**Problem details**
Can you restate the records below word for word?
------ Available data
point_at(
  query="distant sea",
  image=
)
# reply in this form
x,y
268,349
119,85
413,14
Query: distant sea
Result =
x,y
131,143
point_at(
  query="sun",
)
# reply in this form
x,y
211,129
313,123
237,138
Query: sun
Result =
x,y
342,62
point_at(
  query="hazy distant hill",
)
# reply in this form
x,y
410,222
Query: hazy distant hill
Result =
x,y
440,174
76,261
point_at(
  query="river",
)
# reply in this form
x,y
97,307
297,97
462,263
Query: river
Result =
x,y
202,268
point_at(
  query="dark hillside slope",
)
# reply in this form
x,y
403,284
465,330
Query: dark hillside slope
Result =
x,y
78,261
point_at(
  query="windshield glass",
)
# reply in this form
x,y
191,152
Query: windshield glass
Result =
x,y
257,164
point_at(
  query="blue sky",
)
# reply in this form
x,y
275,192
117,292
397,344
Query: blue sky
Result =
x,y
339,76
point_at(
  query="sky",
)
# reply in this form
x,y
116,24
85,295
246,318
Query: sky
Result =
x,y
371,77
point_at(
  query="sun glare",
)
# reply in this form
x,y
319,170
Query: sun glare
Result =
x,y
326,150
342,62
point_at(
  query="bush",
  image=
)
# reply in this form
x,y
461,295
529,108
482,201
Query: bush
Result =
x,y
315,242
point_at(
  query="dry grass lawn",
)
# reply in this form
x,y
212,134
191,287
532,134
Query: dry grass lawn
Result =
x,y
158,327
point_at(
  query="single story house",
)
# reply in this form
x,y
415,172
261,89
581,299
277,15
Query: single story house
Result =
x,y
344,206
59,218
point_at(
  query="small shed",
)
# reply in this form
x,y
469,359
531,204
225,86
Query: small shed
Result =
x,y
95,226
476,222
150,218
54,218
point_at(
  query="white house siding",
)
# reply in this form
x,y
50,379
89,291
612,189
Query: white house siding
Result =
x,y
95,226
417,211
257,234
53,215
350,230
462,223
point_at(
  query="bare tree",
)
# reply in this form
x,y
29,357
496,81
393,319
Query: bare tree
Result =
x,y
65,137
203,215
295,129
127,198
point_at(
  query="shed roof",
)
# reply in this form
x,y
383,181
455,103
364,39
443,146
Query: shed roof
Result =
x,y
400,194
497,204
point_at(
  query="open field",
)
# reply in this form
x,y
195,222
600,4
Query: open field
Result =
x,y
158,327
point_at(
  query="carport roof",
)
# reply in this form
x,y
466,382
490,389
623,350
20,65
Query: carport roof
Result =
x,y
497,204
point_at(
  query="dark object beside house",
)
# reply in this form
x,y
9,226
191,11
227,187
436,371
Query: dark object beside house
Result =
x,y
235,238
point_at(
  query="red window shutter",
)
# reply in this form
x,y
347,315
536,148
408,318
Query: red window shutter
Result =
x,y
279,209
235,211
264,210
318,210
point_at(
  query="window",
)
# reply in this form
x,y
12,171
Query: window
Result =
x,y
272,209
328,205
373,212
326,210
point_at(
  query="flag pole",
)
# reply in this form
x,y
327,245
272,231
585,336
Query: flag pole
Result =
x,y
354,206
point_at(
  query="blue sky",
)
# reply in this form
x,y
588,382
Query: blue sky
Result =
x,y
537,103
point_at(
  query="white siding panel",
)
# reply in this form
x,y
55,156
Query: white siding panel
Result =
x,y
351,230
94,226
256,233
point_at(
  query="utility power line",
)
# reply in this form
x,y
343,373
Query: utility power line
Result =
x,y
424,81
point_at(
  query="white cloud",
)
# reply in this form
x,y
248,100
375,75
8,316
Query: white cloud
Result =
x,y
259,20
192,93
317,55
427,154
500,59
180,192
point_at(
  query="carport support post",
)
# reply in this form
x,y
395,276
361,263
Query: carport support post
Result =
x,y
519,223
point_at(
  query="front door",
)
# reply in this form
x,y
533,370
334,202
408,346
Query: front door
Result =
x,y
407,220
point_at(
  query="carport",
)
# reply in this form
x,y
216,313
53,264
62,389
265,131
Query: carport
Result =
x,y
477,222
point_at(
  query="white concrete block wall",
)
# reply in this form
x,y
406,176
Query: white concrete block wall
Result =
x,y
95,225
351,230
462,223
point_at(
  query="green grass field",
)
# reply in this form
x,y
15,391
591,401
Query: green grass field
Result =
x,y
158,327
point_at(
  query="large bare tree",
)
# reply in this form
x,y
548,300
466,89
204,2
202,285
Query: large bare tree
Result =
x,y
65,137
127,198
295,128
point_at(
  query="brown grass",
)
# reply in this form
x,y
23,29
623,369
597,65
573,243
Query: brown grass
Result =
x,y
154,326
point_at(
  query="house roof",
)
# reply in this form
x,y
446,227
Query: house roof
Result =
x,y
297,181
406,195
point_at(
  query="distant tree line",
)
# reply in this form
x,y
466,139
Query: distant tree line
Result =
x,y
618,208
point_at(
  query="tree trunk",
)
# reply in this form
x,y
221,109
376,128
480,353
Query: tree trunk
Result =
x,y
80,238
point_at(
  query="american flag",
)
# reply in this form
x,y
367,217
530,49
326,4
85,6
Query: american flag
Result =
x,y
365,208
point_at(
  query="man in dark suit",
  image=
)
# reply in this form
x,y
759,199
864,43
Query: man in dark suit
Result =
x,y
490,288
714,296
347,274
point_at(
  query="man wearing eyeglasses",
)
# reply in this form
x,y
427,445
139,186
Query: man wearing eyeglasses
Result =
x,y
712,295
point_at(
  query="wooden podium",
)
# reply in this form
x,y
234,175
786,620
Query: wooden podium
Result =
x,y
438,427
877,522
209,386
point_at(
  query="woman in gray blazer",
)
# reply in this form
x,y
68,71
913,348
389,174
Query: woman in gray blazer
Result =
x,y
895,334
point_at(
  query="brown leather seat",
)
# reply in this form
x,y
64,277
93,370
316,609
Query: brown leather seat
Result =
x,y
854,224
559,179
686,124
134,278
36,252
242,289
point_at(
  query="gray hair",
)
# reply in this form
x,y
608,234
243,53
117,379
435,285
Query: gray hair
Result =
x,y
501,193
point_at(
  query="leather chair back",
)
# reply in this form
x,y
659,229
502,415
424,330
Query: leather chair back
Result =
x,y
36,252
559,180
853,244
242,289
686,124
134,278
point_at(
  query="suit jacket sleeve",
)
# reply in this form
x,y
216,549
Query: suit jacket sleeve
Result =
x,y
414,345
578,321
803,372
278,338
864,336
------------
**Answer to this exercise**
point_at(
  query="distant sea",
  image=
)
# reply in this form
x,y
268,349
119,85
413,14
Query: distant sea
Result =
x,y
131,143
point_at(
  query="sun",
)
# reply in this form
x,y
211,129
313,123
237,138
Query: sun
Result =
x,y
342,62
point_at(
  query="hazy distant hill",
)
# reply in this form
x,y
410,222
Query: hazy distant hill
Result =
x,y
440,174
76,261
point_at(
  query="river",
)
# reply in this form
x,y
97,307
297,97
462,263
Query: river
Result =
x,y
202,268
point_at(
  query="dark hillside slope",
)
# reply in this form
x,y
403,284
465,330
Query: dark hillside slope
Result =
x,y
78,261
point_at(
  query="windshield glass",
)
# reply in this form
x,y
191,152
Query: windshield glass
Result =
x,y
257,164
point_at(
  query="blue sky",
)
# reply in this form
x,y
275,192
117,292
397,344
Query: blue sky
Result =
x,y
339,76
point_at(
  query="sky",
)
# reply in this form
x,y
116,24
85,295
246,318
Query: sky
Result =
x,y
371,77
point_at(
  query="sun glare",
)
# reply in this form
x,y
319,170
Query: sun glare
Result =
x,y
326,150
342,62
point_at(
  query="bush",
  image=
)
# reply in this form
x,y
461,295
529,108
482,201
Query: bush
Result =
x,y
315,242
point_at(
  query="dry grass lawn",
)
# reply in this form
x,y
212,134
191,287
532,134
Query: dry grass lawn
Result =
x,y
158,327
point_at(
  query="single story house",
)
# reply in this form
x,y
415,172
261,89
581,299
277,15
Query: single story house
Result =
x,y
344,206
59,218
point_at(
  query="small shed",
)
# reply in this form
x,y
469,359
531,204
225,86
Query: small shed
Result =
x,y
95,226
476,222
150,218
54,218
point_at(
  query="white house siding",
)
# reply in this form
x,y
50,379
89,291
612,189
Query: white house siding
Result =
x,y
95,226
417,211
257,234
53,215
350,230
462,223
point_at(
  query="bare tree",
)
# reply in this form
x,y
29,357
496,81
393,319
Query: bare tree
Result =
x,y
65,137
203,215
295,129
127,198
point_at(
  query="shed roof",
)
# reply in this form
x,y
383,181
455,103
364,39
443,146
Query: shed roof
Result =
x,y
400,194
497,204
point_at(
  query="open field",
)
# reply in this form
x,y
195,222
600,4
Query: open field
Result =
x,y
158,327
point_at(
  query="carport roof",
)
# reply in this form
x,y
466,382
490,389
623,350
20,65
Query: carport roof
Result =
x,y
497,204
point_at(
  query="dark object beside house",
)
# reply in this form
x,y
9,226
191,11
227,187
436,371
Query: dark object beside house
Result =
x,y
235,238
point_at(
  query="red window shutter",
)
# reply in this form
x,y
347,315
536,148
408,318
Query: red window shutter
Result =
x,y
279,209
235,211
264,210
318,210
point_at(
  query="window",
)
# reply in this form
x,y
12,171
Query: window
Result =
x,y
272,209
328,205
373,212
326,210
point_at(
  query="flag pole",
)
# reply in this form
x,y
327,245
272,231
585,336
Query: flag pole
Result =
x,y
354,206
point_at(
  query="blue sky",
)
# reply in this form
x,y
588,382
Query: blue sky
Result =
x,y
537,103
point_at(
  query="white siding panel",
)
# reply in this form
x,y
55,156
Query: white siding panel
Result =
x,y
351,230
94,226
256,233
point_at(
  query="utility power line",
)
# reply in this form
x,y
343,373
Query: utility power line
Result =
x,y
424,81
point_at(
  query="white cloud",
)
# reply in this form
x,y
248,100
375,75
8,316
Query: white cloud
Result =
x,y
259,20
192,93
317,55
427,154
500,59
180,192
point_at(
  query="carport support post",
)
# reply in this form
x,y
395,276
361,263
Query: carport support post
Result =
x,y
519,223
point_at(
  query="front door",
)
# reply in this form
x,y
533,370
334,202
408,346
Query: front door
Result =
x,y
407,220
point_at(
  query="carport",
)
# reply in this form
x,y
216,313
53,264
62,389
265,131
Query: carport
Result =
x,y
477,222
point_at(
  query="white concrete block wall",
)
# reply in this form
x,y
406,176
Query: white concrete block wall
Result =
x,y
95,225
351,230
462,223
point_at(
  query="green grass field",
)
# reply in this form
x,y
15,391
591,401
Query: green grass field
Result =
x,y
158,327
point_at(
  query="large bare tree",
)
# reply in this form
x,y
548,300
466,89
204,2
202,285
Query: large bare tree
Result =
x,y
65,137
127,198
295,128
point_at(
  query="brown grass",
)
# reply in this form
x,y
23,29
623,369
597,65
573,243
Query: brown grass
Result =
x,y
154,326
point_at(
  query="house roof",
)
# reply in this form
x,y
446,227
Query: house roof
Result =
x,y
297,181
406,195
point_at(
  query="distant tree line",
)
# reply in this form
x,y
466,139
Query: distant tree line
Result =
x,y
618,208
point_at(
  query="tree trunk",
)
# reply in this form
x,y
221,109
376,128
480,353
Query: tree trunk
Result =
x,y
80,238
point_at(
  query="american flag",
)
# reply in this form
x,y
367,217
530,49
326,4
85,6
Query: american flag
Result =
x,y
365,208
point_at(
  query="man in dark suit",
  image=
)
# reply in this form
x,y
759,199
864,43
Query: man in dark suit
Result =
x,y
490,288
714,296
347,274
point_at(
  query="man wearing eyeglasses",
)
# reply in this form
x,y
427,445
139,186
Query: man wearing eyeglasses
Result =
x,y
712,295
point_at(
  query="wooden podium",
)
# reply in this form
x,y
234,175
786,620
Query: wooden podium
Result =
x,y
438,427
877,522
209,386
point_at(
  query="woman in gray blazer",
)
# reply in this form
x,y
68,71
913,348
389,174
Query: woman in gray blazer
Result =
x,y
895,334
point_at(
  query="brown leather seat",
)
# reply in this form
x,y
64,277
93,370
316,609
Query: brown leather seat
Result =
x,y
854,224
559,179
686,124
134,278
36,252
242,289
point_at(
  query="gray hair",
)
# reply in this form
x,y
608,234
243,53
117,379
435,285
Query: gray hair
Result =
x,y
501,193
point_at(
  query="leather chair back",
)
# reply in this form
x,y
659,229
502,415
424,330
Query: leather chair back
Result =
x,y
36,252
559,180
853,244
242,289
686,124
134,278
point_at(
  query="suit jacket sleeve",
)
# reply in this form
x,y
216,549
Query: suit jacket sleeve
Result =
x,y
414,345
578,321
803,372
278,338
864,336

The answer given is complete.